Report every line of the data that includes "marking".
#####
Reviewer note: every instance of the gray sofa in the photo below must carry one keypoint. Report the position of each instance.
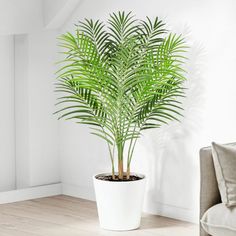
(209, 193)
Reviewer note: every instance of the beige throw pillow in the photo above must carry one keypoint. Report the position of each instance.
(224, 158)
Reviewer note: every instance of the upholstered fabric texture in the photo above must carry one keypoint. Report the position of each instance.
(224, 158)
(220, 220)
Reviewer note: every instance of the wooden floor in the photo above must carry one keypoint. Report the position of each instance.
(67, 216)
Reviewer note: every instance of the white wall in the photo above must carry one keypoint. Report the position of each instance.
(43, 130)
(7, 140)
(18, 17)
(36, 127)
(169, 156)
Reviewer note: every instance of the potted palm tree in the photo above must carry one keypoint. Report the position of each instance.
(121, 78)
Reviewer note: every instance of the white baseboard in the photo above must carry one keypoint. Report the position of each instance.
(78, 191)
(30, 193)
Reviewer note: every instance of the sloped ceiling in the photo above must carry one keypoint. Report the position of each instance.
(25, 16)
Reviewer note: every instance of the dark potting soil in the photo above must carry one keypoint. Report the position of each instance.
(109, 178)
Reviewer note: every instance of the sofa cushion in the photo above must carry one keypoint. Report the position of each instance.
(220, 220)
(224, 158)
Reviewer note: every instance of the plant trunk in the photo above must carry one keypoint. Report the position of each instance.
(120, 169)
(128, 172)
(120, 161)
(113, 172)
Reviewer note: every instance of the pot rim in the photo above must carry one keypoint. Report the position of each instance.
(142, 176)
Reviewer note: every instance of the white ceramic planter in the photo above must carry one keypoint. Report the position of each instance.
(119, 203)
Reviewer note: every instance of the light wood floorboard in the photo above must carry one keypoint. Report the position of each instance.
(68, 216)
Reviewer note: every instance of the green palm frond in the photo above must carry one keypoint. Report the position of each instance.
(121, 79)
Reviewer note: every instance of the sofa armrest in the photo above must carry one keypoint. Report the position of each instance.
(209, 192)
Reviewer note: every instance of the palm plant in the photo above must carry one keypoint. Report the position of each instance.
(121, 79)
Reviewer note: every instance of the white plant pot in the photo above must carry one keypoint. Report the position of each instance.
(119, 203)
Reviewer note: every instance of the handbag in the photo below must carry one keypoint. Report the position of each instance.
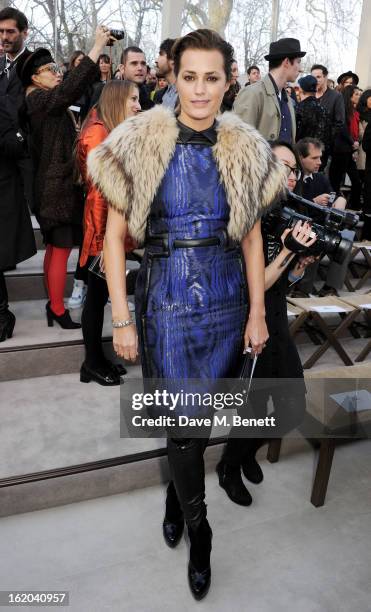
(247, 367)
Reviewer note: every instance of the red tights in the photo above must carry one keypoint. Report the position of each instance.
(55, 273)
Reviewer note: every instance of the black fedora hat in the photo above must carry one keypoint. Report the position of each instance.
(285, 47)
(347, 75)
(28, 67)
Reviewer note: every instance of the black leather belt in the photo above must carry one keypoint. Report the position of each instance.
(183, 244)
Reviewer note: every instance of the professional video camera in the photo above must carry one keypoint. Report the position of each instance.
(327, 224)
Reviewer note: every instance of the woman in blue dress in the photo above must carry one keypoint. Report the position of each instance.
(191, 189)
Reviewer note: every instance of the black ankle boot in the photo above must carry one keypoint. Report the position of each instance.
(252, 470)
(250, 467)
(231, 481)
(199, 571)
(64, 320)
(173, 524)
(7, 323)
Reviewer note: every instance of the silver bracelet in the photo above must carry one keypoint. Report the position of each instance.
(118, 324)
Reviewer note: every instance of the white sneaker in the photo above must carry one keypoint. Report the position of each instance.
(78, 294)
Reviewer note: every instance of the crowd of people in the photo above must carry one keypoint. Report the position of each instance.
(184, 162)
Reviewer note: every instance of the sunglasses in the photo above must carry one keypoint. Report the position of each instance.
(295, 171)
(54, 68)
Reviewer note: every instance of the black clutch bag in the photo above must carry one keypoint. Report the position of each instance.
(247, 367)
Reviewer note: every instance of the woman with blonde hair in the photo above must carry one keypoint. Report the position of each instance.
(118, 101)
(192, 189)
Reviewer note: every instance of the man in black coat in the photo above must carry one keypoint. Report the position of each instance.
(312, 119)
(13, 35)
(17, 241)
(167, 96)
(332, 101)
(134, 68)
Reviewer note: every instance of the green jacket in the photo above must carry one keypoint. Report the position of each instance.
(258, 105)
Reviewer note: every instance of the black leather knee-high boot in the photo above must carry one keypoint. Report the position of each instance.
(188, 473)
(7, 318)
(173, 524)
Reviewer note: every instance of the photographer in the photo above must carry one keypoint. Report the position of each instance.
(59, 203)
(315, 186)
(280, 358)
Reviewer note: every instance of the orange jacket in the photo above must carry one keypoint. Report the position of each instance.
(96, 208)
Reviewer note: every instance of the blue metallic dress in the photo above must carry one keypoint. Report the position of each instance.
(191, 302)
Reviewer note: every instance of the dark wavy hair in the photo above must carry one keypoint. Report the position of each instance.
(364, 111)
(207, 40)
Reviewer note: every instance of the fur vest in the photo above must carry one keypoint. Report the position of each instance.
(130, 164)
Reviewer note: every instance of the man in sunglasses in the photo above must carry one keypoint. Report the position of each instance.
(13, 35)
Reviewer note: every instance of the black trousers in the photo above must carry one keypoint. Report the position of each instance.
(187, 471)
(82, 272)
(289, 412)
(92, 319)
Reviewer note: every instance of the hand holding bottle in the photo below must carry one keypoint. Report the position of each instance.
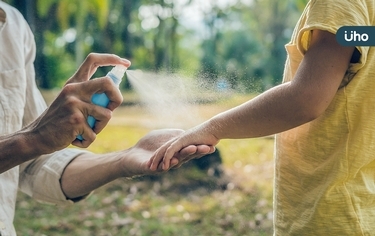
(66, 118)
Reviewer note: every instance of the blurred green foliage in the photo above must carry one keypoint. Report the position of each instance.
(240, 43)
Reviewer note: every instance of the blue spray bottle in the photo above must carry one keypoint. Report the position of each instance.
(101, 99)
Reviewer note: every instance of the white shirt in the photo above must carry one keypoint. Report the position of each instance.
(20, 104)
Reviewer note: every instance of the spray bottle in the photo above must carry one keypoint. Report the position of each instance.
(101, 99)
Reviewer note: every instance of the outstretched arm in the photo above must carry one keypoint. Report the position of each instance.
(90, 171)
(59, 125)
(281, 108)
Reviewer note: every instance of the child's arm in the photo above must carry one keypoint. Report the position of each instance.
(281, 108)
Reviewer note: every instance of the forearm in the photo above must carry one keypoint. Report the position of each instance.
(16, 149)
(274, 111)
(88, 172)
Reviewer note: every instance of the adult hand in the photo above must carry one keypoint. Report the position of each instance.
(135, 162)
(66, 117)
(164, 157)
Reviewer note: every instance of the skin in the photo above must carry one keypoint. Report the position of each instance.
(66, 117)
(279, 109)
(90, 171)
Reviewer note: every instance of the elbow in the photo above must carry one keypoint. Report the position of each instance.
(310, 111)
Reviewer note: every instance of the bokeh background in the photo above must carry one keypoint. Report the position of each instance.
(234, 47)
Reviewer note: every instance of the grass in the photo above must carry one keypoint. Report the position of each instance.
(186, 201)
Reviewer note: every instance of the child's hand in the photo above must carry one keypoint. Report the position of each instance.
(198, 137)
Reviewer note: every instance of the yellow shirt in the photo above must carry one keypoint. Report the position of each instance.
(325, 169)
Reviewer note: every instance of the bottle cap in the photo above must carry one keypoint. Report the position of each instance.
(119, 71)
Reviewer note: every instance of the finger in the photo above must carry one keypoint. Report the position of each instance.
(175, 162)
(88, 136)
(101, 115)
(156, 159)
(101, 85)
(95, 60)
(169, 153)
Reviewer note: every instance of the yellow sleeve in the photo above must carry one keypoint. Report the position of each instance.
(330, 15)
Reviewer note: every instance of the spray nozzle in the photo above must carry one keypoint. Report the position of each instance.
(119, 71)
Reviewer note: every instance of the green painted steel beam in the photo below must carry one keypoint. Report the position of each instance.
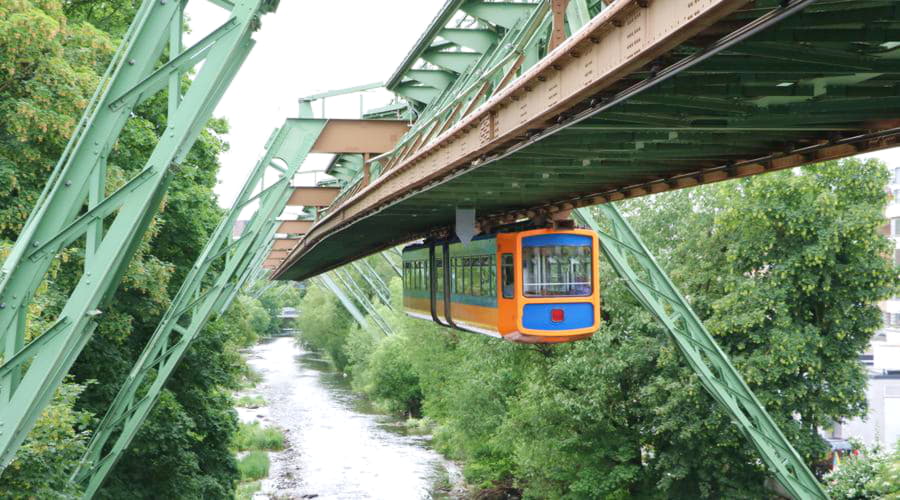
(448, 10)
(374, 281)
(432, 77)
(194, 305)
(651, 286)
(506, 14)
(418, 93)
(479, 40)
(330, 285)
(457, 62)
(27, 388)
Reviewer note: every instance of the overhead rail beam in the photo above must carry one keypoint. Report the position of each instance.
(600, 118)
(313, 196)
(360, 136)
(79, 179)
(295, 227)
(195, 305)
(651, 286)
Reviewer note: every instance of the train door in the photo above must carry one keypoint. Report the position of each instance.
(506, 283)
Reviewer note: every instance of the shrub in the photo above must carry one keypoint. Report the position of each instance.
(872, 474)
(254, 466)
(251, 402)
(254, 437)
(245, 491)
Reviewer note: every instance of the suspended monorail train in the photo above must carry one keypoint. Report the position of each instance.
(530, 286)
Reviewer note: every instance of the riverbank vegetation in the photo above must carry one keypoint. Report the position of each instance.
(52, 54)
(254, 466)
(253, 436)
(785, 269)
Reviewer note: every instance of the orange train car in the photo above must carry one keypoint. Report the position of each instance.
(531, 286)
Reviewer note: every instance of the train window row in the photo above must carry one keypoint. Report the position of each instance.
(415, 275)
(474, 276)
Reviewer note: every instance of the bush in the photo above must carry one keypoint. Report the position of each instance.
(254, 437)
(254, 466)
(245, 491)
(251, 402)
(872, 474)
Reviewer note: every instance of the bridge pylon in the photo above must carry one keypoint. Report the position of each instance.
(238, 258)
(651, 286)
(115, 224)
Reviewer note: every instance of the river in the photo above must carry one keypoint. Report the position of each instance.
(337, 446)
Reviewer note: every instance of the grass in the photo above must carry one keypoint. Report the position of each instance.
(245, 491)
(254, 437)
(254, 466)
(251, 402)
(249, 380)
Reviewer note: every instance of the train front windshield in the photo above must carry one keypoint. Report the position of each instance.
(557, 265)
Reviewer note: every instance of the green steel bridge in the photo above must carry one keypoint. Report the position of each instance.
(516, 109)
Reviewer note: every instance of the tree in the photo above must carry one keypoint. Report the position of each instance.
(51, 56)
(785, 269)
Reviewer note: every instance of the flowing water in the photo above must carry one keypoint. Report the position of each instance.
(337, 446)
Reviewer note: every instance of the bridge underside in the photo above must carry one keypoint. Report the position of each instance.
(823, 83)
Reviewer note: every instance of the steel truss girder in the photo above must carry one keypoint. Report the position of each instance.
(79, 177)
(193, 306)
(359, 295)
(348, 304)
(375, 282)
(652, 287)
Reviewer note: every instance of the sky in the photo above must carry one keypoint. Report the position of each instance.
(309, 47)
(302, 49)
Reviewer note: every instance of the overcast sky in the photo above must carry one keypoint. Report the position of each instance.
(302, 49)
(310, 47)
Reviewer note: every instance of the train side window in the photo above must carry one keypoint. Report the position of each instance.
(467, 279)
(508, 277)
(485, 275)
(492, 277)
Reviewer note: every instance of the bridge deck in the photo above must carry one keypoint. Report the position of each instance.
(819, 84)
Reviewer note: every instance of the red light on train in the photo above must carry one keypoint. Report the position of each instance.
(557, 315)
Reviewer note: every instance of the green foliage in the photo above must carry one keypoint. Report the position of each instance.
(254, 466)
(871, 474)
(245, 491)
(786, 271)
(324, 324)
(251, 402)
(51, 56)
(51, 452)
(254, 437)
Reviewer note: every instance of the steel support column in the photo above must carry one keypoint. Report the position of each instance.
(356, 291)
(348, 304)
(193, 306)
(31, 372)
(654, 290)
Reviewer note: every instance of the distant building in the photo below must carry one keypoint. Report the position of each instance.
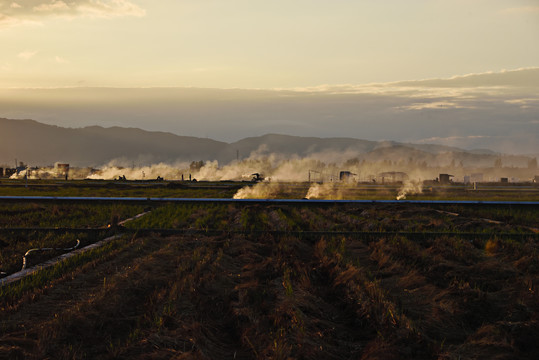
(346, 176)
(62, 170)
(445, 178)
(476, 177)
(392, 176)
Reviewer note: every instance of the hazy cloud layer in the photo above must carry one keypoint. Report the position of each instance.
(32, 11)
(497, 111)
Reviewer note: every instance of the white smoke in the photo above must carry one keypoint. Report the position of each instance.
(328, 191)
(263, 190)
(150, 172)
(410, 188)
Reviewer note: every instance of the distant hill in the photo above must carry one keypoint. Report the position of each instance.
(40, 144)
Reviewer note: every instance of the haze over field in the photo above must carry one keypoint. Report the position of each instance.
(427, 72)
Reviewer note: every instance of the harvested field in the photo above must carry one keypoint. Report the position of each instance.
(263, 286)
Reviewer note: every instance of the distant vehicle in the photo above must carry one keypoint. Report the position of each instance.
(257, 177)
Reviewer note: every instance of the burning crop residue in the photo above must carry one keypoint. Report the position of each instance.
(326, 191)
(410, 188)
(263, 190)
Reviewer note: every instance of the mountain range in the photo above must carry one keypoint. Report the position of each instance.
(38, 144)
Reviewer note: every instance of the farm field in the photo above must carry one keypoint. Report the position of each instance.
(262, 280)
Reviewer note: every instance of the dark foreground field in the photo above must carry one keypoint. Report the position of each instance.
(257, 281)
(262, 289)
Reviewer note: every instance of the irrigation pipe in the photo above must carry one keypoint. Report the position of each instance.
(46, 249)
(72, 252)
(259, 201)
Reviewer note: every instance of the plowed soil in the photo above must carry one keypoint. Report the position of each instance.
(273, 295)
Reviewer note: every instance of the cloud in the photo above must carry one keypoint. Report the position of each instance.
(27, 55)
(32, 11)
(521, 10)
(61, 60)
(436, 105)
(448, 139)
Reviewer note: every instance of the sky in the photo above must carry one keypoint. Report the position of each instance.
(304, 46)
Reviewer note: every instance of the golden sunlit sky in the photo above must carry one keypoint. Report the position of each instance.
(260, 43)
(455, 72)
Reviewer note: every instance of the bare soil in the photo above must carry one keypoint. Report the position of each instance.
(276, 295)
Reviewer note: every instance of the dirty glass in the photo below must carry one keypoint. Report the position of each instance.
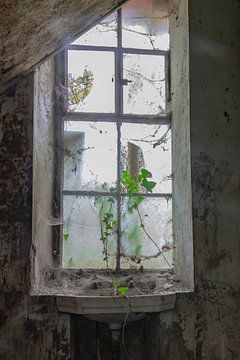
(145, 25)
(82, 245)
(146, 233)
(90, 156)
(103, 34)
(112, 134)
(91, 81)
(148, 146)
(145, 90)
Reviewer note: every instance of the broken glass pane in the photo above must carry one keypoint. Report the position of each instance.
(146, 233)
(82, 244)
(91, 81)
(148, 147)
(90, 156)
(145, 25)
(145, 91)
(103, 34)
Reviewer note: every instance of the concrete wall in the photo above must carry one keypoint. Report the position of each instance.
(206, 324)
(30, 327)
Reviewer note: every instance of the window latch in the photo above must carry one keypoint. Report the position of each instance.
(125, 81)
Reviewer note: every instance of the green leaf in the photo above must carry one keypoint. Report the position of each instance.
(65, 236)
(145, 173)
(149, 185)
(122, 291)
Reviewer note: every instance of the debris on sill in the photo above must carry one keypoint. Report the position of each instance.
(101, 283)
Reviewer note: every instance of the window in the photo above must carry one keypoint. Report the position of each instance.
(117, 189)
(102, 173)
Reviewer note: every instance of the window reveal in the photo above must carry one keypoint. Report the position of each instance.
(117, 148)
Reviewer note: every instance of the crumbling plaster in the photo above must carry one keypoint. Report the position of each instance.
(206, 323)
(31, 30)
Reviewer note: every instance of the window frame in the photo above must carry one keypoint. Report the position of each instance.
(62, 115)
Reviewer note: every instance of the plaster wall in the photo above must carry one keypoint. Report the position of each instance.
(30, 327)
(206, 324)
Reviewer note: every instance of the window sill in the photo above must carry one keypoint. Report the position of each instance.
(87, 305)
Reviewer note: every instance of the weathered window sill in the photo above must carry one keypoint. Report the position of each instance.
(116, 304)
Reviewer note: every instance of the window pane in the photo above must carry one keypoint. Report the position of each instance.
(141, 242)
(91, 81)
(90, 158)
(103, 34)
(149, 147)
(82, 247)
(145, 92)
(145, 25)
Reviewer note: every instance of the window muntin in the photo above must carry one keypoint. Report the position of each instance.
(137, 136)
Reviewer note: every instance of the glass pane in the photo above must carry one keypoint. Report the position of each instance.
(145, 24)
(82, 244)
(145, 91)
(146, 233)
(103, 34)
(90, 156)
(91, 81)
(149, 147)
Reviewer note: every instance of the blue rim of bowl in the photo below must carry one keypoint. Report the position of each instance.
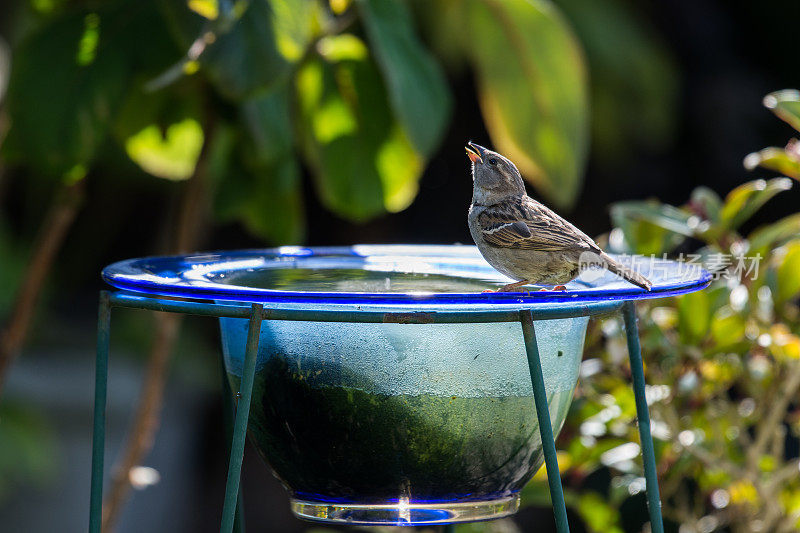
(185, 276)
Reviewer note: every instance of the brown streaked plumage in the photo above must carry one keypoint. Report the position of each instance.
(522, 238)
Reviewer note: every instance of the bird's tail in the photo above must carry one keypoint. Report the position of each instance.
(625, 272)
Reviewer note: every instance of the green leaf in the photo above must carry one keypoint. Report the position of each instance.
(727, 327)
(361, 158)
(259, 175)
(694, 314)
(634, 81)
(706, 202)
(532, 89)
(417, 88)
(161, 131)
(775, 234)
(170, 154)
(743, 201)
(67, 81)
(785, 104)
(248, 50)
(651, 227)
(788, 275)
(776, 159)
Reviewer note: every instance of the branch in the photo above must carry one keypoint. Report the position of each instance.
(146, 421)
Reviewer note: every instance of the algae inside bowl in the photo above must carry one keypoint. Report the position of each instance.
(372, 414)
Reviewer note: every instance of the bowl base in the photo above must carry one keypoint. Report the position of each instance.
(405, 513)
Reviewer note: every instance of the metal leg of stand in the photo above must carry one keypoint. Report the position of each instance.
(99, 426)
(643, 416)
(240, 425)
(545, 427)
(228, 417)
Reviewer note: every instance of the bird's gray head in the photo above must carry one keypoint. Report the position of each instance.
(493, 176)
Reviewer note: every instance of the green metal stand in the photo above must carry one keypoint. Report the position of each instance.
(231, 513)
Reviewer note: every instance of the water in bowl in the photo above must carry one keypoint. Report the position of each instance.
(398, 423)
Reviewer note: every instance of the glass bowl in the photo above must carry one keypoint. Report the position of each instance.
(390, 423)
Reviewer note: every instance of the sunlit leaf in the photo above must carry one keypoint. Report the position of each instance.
(789, 273)
(634, 81)
(785, 104)
(417, 88)
(775, 234)
(776, 159)
(171, 154)
(743, 201)
(694, 315)
(362, 160)
(532, 90)
(707, 202)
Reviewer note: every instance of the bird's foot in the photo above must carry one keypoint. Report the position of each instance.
(516, 287)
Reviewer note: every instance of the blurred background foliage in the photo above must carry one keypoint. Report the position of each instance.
(156, 126)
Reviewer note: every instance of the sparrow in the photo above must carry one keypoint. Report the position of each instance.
(524, 239)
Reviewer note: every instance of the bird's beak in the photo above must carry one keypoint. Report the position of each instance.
(475, 152)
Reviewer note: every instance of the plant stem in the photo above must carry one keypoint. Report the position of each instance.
(54, 229)
(147, 418)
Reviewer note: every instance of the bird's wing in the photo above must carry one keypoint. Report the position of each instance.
(521, 222)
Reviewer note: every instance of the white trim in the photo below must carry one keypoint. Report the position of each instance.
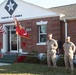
(41, 43)
(65, 29)
(42, 23)
(29, 18)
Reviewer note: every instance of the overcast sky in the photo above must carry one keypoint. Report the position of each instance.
(49, 3)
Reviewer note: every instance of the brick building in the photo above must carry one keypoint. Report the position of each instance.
(37, 21)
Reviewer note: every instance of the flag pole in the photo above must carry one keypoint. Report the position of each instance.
(19, 43)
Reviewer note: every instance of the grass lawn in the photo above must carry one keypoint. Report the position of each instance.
(31, 69)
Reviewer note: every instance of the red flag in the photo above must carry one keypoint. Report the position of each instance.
(2, 29)
(20, 30)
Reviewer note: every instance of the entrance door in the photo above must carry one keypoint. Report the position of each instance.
(12, 39)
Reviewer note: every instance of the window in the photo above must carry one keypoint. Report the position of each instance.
(42, 32)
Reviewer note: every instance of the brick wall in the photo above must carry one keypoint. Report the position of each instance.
(53, 27)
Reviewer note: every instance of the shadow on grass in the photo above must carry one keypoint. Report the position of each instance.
(31, 69)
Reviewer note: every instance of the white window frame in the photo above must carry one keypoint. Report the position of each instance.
(41, 23)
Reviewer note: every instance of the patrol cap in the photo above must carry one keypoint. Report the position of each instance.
(68, 37)
(50, 35)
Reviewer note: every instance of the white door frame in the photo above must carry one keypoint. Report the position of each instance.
(5, 41)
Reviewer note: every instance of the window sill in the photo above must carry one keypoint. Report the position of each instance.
(41, 44)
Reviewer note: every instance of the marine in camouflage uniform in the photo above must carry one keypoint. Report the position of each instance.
(69, 49)
(51, 51)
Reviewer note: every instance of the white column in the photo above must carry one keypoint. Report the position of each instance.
(66, 31)
(5, 46)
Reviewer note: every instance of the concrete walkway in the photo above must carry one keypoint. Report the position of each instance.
(2, 64)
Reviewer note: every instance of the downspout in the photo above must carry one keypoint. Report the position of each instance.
(66, 31)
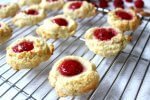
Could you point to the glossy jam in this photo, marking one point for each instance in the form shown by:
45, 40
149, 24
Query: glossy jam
124, 15
104, 34
51, 0
1, 6
23, 46
32, 12
60, 21
70, 68
75, 5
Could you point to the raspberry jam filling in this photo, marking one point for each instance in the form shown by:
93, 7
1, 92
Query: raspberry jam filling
60, 21
51, 0
75, 5
31, 12
124, 15
1, 6
23, 46
70, 68
104, 34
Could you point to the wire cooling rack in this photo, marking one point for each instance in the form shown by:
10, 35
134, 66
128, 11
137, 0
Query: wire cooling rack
125, 76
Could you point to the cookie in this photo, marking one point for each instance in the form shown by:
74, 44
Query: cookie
8, 10
52, 4
59, 26
105, 41
28, 52
73, 75
79, 9
5, 32
28, 2
125, 20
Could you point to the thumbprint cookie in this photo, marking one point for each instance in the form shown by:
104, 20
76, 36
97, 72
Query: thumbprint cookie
52, 4
28, 52
8, 10
5, 32
125, 20
59, 26
28, 2
73, 75
105, 41
79, 9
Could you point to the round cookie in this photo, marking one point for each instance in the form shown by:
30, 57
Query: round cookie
28, 2
30, 16
8, 10
28, 52
5, 32
125, 20
59, 26
52, 4
79, 9
73, 75
105, 41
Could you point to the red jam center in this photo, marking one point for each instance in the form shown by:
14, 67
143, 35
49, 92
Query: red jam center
104, 34
51, 0
23, 46
60, 21
1, 6
75, 5
124, 15
70, 68
32, 12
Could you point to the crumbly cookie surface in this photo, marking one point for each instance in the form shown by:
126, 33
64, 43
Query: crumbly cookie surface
52, 30
5, 32
52, 5
124, 25
106, 48
86, 10
28, 2
29, 59
23, 19
8, 10
74, 85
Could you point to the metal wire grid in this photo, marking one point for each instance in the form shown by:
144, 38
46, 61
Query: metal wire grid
#####
§ **Written response**:
Could you point to the glossy jam in this photo, marking one point for each instance in the form shown by:
Could you point to the raspberry jam filling in this photo, marking one point for each instance in the form shown by:
Could you point to the wire cooling rack in this photo, marking one point for each instance in the form shown by:
Could you point to the cookie in this photo, marking one point for each instance in the form shown by:
Could you point to the thumbprint cookie in this photo, marking one point for each instance in the form shown by:
Could you point to the round cookie in this photo, marking one point for each instance in the form shown by:
Could you point to the red jam center in this photo, marking one point for each instance in the form shown by:
Could you point to the crumbly cookie surface in this photo, marking one point for each instance in the form shown by:
Could you point to the metal wire grid in this photo, marking one point for each instance in the form shown by:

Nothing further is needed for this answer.